▶ _Task_:
Copy the material below word for word, starting with its first line and going on through the line that contains "pixel 209 88". Leave the pictures out of your copy.

— Start Data supplied —

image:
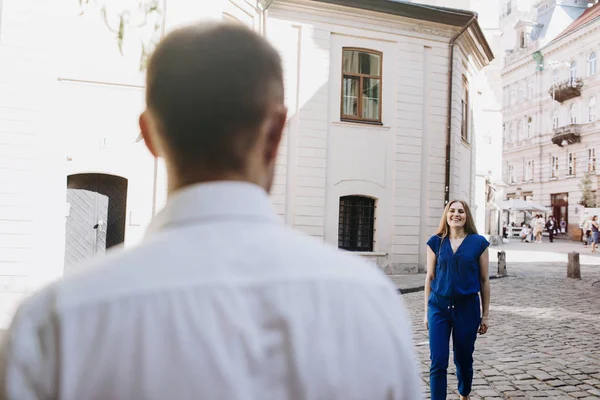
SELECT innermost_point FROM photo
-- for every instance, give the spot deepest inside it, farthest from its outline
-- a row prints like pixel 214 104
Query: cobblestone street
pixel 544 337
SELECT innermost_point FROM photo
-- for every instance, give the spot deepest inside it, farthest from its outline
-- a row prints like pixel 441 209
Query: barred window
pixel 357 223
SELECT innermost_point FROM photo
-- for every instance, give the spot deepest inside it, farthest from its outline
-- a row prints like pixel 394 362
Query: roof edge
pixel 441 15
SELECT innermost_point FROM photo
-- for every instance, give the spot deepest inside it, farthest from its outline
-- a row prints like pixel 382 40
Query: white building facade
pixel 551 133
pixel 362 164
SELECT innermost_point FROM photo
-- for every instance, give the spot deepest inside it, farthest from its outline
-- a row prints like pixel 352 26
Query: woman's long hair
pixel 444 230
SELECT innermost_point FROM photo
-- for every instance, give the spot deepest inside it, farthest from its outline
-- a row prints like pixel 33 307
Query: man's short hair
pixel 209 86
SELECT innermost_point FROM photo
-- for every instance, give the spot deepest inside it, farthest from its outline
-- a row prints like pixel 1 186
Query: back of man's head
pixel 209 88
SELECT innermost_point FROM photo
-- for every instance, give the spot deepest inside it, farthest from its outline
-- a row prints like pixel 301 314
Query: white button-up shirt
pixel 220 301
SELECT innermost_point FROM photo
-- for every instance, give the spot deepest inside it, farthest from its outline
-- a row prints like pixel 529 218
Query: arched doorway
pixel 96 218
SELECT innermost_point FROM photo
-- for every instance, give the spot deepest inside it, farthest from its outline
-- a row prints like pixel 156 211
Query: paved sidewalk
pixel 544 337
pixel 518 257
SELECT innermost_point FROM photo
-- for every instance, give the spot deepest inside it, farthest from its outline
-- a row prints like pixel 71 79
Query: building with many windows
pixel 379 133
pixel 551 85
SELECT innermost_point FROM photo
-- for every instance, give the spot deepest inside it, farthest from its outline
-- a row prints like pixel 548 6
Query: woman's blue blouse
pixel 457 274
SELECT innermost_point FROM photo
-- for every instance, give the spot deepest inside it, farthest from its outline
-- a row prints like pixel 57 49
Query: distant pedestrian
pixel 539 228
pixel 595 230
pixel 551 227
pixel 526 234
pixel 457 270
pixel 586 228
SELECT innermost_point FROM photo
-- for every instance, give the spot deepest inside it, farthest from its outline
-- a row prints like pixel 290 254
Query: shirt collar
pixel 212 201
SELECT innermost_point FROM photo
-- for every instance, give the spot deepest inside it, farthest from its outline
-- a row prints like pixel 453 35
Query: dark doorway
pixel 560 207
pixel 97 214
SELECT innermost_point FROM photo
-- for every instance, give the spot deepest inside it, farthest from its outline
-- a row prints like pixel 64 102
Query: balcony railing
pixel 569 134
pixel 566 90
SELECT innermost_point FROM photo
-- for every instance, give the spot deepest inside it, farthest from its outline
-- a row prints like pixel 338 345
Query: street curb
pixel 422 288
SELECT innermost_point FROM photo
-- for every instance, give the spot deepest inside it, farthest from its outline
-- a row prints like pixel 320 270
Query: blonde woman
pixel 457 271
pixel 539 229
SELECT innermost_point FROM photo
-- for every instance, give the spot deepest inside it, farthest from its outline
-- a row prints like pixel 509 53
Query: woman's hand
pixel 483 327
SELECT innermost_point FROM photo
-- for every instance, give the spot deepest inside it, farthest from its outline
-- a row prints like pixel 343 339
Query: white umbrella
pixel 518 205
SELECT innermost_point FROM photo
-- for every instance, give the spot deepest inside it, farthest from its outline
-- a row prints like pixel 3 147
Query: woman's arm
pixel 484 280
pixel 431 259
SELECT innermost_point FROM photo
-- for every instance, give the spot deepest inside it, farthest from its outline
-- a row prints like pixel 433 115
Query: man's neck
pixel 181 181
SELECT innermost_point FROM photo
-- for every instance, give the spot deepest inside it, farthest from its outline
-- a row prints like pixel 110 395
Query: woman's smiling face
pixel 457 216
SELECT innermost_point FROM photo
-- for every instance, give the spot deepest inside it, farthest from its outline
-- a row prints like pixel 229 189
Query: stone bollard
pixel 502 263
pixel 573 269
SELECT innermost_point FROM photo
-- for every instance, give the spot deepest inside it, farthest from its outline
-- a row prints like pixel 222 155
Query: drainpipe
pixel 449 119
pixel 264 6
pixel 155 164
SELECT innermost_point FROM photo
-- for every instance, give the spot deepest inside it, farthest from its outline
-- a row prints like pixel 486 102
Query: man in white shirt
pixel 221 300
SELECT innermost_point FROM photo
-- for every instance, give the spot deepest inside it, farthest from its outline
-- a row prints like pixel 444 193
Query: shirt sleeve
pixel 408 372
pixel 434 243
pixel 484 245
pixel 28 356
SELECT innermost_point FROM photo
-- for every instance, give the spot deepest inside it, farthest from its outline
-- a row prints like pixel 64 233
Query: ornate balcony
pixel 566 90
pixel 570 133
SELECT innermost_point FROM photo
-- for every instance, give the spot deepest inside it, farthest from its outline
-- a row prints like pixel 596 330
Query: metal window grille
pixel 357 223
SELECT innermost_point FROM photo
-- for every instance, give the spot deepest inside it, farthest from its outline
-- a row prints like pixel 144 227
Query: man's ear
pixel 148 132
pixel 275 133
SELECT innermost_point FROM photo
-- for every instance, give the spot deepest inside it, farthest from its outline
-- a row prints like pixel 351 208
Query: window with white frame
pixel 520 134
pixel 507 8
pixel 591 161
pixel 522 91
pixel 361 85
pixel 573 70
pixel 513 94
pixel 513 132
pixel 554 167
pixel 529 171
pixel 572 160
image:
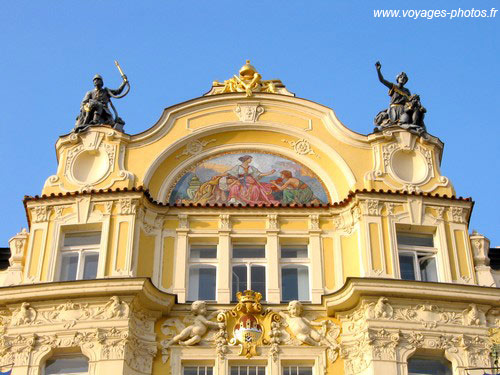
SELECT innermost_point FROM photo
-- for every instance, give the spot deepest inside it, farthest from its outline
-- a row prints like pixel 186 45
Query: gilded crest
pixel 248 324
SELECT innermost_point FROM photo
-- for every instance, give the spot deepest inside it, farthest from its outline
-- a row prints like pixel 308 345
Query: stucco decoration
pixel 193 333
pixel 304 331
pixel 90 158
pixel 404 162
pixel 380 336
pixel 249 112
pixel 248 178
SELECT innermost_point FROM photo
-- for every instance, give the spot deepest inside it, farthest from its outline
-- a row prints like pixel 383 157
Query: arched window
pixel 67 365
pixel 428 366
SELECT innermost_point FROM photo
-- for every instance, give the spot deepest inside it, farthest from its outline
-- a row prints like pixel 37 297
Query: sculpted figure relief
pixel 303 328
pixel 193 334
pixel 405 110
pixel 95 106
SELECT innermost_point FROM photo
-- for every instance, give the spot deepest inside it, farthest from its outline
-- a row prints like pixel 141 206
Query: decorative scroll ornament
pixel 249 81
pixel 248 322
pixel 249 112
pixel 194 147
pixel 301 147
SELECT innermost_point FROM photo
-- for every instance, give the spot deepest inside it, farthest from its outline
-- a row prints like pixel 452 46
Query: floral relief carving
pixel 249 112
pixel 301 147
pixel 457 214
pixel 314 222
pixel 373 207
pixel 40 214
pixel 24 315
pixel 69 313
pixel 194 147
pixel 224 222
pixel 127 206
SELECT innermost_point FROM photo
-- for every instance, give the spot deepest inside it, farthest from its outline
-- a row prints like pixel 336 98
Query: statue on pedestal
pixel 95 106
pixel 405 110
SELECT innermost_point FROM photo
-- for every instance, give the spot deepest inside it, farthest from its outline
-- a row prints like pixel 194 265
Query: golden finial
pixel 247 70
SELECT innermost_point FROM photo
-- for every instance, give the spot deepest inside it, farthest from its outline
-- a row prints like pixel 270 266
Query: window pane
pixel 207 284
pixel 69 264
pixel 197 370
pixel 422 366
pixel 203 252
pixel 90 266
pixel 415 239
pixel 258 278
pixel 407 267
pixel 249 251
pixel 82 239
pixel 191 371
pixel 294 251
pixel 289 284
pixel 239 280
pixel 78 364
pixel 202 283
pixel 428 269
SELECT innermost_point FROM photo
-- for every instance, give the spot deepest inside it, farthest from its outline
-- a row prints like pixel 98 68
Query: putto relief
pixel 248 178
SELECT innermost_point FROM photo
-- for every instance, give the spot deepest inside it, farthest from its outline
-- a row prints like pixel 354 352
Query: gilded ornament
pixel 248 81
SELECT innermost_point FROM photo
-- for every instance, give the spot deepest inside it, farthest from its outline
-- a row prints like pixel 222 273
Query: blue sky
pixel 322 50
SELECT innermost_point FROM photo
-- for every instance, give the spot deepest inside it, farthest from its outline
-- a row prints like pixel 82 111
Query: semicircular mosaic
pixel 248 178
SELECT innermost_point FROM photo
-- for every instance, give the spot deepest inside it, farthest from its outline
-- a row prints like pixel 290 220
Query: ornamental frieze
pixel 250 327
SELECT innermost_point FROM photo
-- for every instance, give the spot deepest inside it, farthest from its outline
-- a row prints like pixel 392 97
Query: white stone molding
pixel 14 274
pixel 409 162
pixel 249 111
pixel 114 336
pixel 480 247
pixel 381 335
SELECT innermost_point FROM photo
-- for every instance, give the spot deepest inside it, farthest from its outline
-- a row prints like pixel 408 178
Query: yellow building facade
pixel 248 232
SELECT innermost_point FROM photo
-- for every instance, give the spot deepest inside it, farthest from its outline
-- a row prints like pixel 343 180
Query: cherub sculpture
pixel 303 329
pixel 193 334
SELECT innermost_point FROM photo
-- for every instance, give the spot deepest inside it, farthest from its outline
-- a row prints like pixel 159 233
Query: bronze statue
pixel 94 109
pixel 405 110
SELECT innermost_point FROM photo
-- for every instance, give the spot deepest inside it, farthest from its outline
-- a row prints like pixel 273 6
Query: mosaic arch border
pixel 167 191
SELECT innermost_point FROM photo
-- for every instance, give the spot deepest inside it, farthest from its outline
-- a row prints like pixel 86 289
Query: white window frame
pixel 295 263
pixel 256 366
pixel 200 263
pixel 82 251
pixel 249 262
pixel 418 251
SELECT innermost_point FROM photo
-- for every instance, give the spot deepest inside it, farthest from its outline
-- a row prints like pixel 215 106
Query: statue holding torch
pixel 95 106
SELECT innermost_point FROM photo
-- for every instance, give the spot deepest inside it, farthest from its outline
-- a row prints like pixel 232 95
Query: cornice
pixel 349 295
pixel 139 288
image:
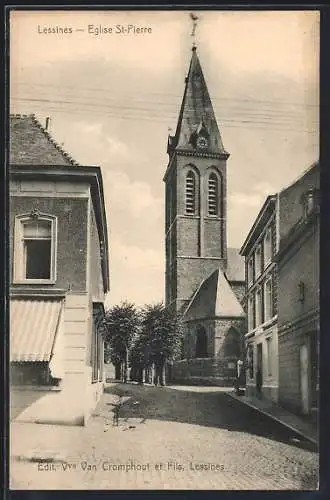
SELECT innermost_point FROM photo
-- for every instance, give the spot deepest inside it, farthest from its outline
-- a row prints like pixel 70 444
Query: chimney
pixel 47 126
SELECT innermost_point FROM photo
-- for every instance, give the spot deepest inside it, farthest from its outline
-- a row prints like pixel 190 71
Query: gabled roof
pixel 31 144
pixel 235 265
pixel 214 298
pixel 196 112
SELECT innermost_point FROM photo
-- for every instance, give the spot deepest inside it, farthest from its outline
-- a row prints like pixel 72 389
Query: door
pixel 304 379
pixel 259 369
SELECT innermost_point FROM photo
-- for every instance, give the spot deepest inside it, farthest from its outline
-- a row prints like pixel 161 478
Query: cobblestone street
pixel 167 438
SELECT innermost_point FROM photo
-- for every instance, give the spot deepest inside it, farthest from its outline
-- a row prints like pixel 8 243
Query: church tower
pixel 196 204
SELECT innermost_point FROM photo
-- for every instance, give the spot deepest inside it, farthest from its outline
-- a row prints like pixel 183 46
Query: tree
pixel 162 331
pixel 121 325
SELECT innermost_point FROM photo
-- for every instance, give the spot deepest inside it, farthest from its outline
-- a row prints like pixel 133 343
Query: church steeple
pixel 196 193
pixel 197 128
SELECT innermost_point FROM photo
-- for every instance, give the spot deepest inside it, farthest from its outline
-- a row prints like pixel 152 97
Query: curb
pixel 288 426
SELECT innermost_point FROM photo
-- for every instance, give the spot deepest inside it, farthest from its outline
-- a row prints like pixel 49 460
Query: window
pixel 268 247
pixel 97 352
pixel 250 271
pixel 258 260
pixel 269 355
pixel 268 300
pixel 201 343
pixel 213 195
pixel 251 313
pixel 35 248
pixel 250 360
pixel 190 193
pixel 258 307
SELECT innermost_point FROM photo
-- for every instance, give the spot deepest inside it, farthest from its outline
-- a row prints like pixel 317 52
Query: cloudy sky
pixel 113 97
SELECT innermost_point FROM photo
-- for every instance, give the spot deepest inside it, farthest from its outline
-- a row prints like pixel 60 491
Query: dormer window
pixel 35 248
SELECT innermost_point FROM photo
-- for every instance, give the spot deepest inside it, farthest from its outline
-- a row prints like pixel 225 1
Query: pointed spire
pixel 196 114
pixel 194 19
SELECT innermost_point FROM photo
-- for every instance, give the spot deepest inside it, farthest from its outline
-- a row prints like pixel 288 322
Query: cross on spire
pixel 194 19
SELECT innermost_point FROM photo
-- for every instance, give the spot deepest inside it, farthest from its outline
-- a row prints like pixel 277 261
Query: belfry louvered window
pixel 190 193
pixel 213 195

— End Data supplied —

▶ _Solution to this problem_:
image:
SELECT innermost_point FROM photo
-- for every instance, give the spot deepest inside it, farthest from its outline
-- a row prints like pixel 214 104
Query: cobblestone street
pixel 544 337
SELECT innermost_point FROM photo
-- for every instance, give the spot deepest inside it, farthest from its outline
-- a row prints like pixel 441 209
Query: barred window
pixel 357 223
SELECT innermost_point FROM photo
-- for every instance, give the spot deepest inside it, farthest from its outline
-- a row prints like pixel 394 362
Query: roof edge
pixel 441 15
SELECT innermost_point FROM photo
-- for every instance, give the spot deepest inside it, farthest from its outline
-- a row prints like pixel 382 40
Query: white building facade
pixel 551 133
pixel 362 164
SELECT innermost_point FROM photo
-- for every instance, give the spot deepest inside it, farthest from its outline
-- a row prints like pixel 352 26
Query: woman's long hair
pixel 444 230
SELECT innermost_point FROM photo
-- for every instance, give the spot deepest inside it, farthest from its outline
-- a row prints like pixel 33 307
Query: man's short hair
pixel 209 86
SELECT innermost_point FROM photo
-- for every instance, give the spot deepest inside it, farthest from its outline
-- a row prints like pixel 1 186
Query: back of man's head
pixel 209 88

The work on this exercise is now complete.